# ЧТО ТРЕБУЕТСЯ
Замените "rough mask" на "coarse mask" в строках листинга, начиная со строки с "negative clicks: (482, 545)" и заканчивая строкой с "positive clicks: (718, 432)" включительно. Выпишите только эти строки заново, больше ничего в них не меняя.

:::::

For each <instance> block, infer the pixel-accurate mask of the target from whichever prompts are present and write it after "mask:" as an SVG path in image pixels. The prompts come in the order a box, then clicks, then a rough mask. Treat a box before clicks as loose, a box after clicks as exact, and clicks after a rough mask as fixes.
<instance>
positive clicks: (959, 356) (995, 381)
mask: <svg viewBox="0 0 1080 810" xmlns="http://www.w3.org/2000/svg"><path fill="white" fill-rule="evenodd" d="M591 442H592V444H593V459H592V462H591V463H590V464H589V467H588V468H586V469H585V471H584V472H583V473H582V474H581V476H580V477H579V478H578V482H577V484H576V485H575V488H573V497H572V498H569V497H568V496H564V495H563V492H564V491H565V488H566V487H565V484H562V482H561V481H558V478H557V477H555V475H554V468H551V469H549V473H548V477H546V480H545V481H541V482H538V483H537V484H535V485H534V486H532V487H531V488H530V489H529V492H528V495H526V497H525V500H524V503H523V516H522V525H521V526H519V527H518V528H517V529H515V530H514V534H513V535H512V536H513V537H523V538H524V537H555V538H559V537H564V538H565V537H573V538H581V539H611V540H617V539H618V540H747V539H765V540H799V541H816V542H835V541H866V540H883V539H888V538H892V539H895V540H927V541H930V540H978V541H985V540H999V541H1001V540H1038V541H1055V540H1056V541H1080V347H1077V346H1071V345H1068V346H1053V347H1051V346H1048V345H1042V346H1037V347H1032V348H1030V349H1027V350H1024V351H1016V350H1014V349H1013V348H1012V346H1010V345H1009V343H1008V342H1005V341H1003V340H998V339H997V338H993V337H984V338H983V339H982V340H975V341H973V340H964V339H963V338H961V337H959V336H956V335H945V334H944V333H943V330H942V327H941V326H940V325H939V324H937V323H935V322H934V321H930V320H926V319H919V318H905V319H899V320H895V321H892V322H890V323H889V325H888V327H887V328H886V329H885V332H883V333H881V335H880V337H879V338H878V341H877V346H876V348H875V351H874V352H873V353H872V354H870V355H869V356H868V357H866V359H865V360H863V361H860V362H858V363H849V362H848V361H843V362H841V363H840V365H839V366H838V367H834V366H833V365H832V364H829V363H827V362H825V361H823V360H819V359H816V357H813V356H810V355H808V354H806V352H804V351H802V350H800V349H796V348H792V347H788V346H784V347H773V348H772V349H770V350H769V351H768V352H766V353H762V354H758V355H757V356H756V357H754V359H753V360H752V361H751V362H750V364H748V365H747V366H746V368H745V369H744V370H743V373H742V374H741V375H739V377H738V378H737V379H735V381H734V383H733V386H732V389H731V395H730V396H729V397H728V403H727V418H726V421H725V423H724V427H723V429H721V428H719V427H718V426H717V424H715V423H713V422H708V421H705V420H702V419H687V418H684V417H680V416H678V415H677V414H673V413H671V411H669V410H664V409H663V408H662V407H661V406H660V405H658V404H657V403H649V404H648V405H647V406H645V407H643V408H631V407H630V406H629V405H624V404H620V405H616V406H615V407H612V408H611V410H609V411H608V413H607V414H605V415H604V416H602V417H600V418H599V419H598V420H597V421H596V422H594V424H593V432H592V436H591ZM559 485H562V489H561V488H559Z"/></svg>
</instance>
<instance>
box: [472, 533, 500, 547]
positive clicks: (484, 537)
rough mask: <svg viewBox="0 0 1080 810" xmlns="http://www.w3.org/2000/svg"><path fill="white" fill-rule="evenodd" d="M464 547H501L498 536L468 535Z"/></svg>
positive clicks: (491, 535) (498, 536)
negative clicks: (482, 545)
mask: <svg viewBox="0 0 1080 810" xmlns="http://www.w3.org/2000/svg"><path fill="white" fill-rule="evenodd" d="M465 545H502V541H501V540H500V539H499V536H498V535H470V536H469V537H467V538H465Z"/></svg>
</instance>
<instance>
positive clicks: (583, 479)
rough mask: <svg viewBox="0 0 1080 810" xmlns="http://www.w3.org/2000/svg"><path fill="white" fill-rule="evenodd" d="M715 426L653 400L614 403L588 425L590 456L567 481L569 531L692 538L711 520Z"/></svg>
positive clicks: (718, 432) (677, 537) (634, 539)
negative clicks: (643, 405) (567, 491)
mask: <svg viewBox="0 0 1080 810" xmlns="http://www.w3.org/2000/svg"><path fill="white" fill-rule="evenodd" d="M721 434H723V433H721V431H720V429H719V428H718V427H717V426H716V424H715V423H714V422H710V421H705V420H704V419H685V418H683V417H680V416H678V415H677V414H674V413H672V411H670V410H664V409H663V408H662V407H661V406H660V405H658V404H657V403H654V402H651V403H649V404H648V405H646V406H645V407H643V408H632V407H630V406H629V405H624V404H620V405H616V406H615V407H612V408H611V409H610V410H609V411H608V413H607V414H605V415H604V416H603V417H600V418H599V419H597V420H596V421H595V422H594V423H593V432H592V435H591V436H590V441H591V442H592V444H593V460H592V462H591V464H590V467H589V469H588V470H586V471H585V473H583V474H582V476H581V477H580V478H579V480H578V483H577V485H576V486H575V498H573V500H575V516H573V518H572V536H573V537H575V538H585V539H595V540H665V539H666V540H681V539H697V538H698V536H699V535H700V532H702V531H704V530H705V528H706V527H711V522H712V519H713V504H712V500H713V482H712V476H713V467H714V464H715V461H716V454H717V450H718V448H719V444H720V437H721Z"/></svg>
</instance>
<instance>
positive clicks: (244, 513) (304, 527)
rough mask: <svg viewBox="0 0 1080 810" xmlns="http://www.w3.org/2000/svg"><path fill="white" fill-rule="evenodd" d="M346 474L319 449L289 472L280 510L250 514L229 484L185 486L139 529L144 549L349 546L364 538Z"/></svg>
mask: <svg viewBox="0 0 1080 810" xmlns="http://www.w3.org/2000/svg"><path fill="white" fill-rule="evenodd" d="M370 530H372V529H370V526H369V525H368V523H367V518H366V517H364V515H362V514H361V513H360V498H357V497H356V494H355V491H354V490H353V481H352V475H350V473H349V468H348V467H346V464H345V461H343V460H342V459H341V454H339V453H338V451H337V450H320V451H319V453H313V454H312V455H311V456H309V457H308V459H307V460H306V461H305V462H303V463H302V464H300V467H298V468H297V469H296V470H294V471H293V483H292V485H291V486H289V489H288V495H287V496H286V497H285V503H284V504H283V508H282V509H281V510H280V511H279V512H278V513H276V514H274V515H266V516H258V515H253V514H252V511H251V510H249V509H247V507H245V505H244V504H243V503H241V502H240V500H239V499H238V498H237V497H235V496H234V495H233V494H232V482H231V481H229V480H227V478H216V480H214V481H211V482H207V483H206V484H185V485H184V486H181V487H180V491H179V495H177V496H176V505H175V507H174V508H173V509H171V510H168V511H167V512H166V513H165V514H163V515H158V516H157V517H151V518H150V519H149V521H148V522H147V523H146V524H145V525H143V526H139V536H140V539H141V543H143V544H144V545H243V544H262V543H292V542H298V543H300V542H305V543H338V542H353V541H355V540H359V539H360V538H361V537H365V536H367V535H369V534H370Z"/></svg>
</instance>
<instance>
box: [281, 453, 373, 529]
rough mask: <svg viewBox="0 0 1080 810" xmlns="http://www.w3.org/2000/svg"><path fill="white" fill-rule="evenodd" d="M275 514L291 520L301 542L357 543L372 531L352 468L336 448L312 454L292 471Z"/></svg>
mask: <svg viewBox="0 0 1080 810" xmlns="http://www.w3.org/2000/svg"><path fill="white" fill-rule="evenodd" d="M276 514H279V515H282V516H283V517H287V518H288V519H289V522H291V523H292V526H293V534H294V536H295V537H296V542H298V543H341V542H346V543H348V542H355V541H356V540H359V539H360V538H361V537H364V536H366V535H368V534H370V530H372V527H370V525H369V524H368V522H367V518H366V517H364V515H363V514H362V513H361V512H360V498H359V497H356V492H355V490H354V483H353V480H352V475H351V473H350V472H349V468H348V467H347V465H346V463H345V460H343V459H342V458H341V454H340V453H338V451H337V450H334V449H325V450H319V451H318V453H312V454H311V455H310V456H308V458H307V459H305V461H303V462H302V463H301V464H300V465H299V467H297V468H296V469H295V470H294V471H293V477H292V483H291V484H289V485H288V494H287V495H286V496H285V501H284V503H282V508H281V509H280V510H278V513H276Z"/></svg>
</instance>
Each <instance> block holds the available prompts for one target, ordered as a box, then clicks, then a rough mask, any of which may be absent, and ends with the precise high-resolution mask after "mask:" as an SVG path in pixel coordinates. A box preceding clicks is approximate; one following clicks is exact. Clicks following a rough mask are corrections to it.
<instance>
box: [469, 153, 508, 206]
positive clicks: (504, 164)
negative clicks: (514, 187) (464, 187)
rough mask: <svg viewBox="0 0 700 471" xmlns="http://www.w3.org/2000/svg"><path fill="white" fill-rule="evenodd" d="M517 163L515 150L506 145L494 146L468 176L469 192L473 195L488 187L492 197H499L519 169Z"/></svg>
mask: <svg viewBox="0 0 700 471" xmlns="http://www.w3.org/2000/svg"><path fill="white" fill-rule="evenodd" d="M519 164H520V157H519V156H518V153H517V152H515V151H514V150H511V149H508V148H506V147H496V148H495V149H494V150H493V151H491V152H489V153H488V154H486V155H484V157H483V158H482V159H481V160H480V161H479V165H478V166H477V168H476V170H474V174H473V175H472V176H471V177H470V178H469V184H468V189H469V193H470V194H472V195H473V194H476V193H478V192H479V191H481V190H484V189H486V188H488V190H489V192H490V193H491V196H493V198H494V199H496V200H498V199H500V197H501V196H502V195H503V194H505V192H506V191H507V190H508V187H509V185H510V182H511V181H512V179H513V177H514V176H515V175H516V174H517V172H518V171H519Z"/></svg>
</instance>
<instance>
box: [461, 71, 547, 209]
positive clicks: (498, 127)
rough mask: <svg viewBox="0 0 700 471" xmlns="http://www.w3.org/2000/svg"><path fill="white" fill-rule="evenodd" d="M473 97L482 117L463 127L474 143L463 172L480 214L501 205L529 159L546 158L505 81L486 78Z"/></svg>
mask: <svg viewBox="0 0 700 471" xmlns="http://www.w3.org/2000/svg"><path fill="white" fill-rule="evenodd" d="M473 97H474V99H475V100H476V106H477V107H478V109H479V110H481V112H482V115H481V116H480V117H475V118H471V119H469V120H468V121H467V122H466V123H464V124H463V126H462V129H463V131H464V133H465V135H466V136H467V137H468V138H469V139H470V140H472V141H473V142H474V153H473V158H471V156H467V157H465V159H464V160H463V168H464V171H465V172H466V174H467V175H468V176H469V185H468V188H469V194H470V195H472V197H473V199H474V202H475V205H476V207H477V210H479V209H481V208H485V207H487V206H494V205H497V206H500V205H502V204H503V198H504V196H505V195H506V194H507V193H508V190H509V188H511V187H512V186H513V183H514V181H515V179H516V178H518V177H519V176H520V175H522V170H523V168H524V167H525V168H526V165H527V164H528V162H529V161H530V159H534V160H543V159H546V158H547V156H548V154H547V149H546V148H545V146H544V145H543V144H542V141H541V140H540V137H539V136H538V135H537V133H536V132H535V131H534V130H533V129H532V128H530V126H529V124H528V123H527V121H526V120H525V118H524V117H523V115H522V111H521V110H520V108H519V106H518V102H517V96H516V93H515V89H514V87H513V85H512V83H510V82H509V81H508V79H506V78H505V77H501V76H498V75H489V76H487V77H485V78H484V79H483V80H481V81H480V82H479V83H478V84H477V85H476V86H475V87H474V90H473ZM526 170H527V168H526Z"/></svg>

:::::

# РАЗБОР РЕШЕНИЯ
negative clicks: (482, 545)
mask: <svg viewBox="0 0 1080 810" xmlns="http://www.w3.org/2000/svg"><path fill="white" fill-rule="evenodd" d="M465 545H502V541H501V540H500V539H499V536H498V535H470V536H469V537H467V538H465Z"/></svg>
</instance>
<instance>
positive clicks: (583, 479)
coarse mask: <svg viewBox="0 0 1080 810" xmlns="http://www.w3.org/2000/svg"><path fill="white" fill-rule="evenodd" d="M715 426L653 400L614 403L588 425L590 456L567 481L569 531L692 538L711 520Z"/></svg>
positive clicks: (718, 432) (677, 537) (634, 539)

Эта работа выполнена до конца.